→ TASKS:
a – From the article on lawsuits against law firms over the financial crisis, return the passage starting with "In the Orrick" and going on through "denies any wrongdoing.".
b – According to the article on lawsuits against law firms, how much does Highland claim it paid to extend the negotiations of the CDO deal?
(PASSAGE PROVIDED)
The game of who’s to blame for the complex financial instruments that helped create the global financial crisis has been under way for just over four years now. Banks, regulators, rating agencies, and individuals have all taken their turns on the hot seat. Law firms, on the other hand, have largely escaped scrutiny.

But that could be changing. During the last week of January, two law firms found themselves on the receiving end of complaints over their involvement in financial transactions that unraveled during the recession. On January 25 Orrick, Herrington & Sutcliffe was slapped with a malpratice suit by a Dallas-based investment company over losses from a collapsed loan deal. And five days later Greenberg Traurig was sued by an investor in a now-bankrupt private mortgage broker and real estate loan provider.

In the Orrick lawsuit, which was filed in Texas state court, Highland Financial Partners and its affiliates allege that the firm acted negligently in a 2008 multimillion-dollar collateralized debt obligation (CDO) transaction between Highland and The Royal Bank of Scotland. (Full disclosure: RBS is an investor in the parent company of The American Lawyer.) Highland had hired Orrick to review two amendments that were supposed to extend the deadline to close the CDO transaction. Highland alleges in its complaint that Orrick failed to tell the company about a provision of the deal that allowed RBS to cancel the agreement at any time. Highland claims that it had paid nearly $65 million to extend the negotiations of the deal, but RBS terminated the agreement in October 2008. Orrick denies any wrongdoing.

Greenberg Traurig is being sued for fraud and breach of fiduciary duty in California state court in a class action suit brought by David Nolan, who, along with other investors, lost a collective $700 million through now-defunct mortgage broker RE Loans, LLC. The complaint alleges that Greenberg Traurig helped secure a loan from codefendant Wells Fargo Capital Finance that would hide RE Loans’s losses from a portfolio of loans that fell into default and foreclosure, even though the firm knew that RE Loans’s agreement with its investors barred the broker from taking on third-party debt. Nolan further alleges that the defendants advanced the alleged cover-up by forming a new investment vehicle that was used to solicit new capital from existing investors to conceal the broker’s cash flow problems. Greenberg Traurig says it “acted properly and in no way wrongfully.”
(End PASSAGE PROVIDED)
(DATASET EXCERPTS)
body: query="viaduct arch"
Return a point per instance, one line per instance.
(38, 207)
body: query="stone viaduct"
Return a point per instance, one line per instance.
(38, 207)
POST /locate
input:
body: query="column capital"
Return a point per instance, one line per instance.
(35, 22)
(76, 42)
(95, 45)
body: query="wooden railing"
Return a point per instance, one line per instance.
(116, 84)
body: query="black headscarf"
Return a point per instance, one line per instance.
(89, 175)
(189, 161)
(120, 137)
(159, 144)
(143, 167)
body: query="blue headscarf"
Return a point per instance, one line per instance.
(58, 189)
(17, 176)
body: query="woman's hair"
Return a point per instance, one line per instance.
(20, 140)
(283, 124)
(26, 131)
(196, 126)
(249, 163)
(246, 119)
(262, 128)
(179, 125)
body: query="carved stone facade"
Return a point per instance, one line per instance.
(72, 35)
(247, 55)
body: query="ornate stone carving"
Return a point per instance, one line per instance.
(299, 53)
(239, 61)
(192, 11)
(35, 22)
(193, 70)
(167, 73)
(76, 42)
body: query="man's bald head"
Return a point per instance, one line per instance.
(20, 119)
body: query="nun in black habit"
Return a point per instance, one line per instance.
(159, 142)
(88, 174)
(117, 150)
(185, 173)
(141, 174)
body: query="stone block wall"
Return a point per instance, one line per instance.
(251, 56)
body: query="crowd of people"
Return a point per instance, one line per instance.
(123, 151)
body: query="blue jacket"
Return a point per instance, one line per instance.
(End DATASET EXCERPTS)
→ RESULTS BY TASK:
a –
In the Orrick lawsuit, which was filed in Texas state court, Highland Financial Partners and its affiliates allege that the firm acted negligently in a 2008 multimillion-dollar collateralized debt obligation (CDO) transaction between Highland and The Royal Bank of Scotland. (Full disclosure: RBS is an investor in the parent company of The American Lawyer.) Highland had hired Orrick to review two amendments that were supposed to extend the deadline to close the CDO transaction. Highland alleges in its complaint that Orrick failed to tell the company about a provision of the deal that allowed RBS to cancel the agreement at any time. Highland claims that it had paid nearly $65 million to extend the negotiations of the deal, but RBS terminated the agreement in October 2008. Orrick denies any wrongdoing.

b – Nearly $65 million.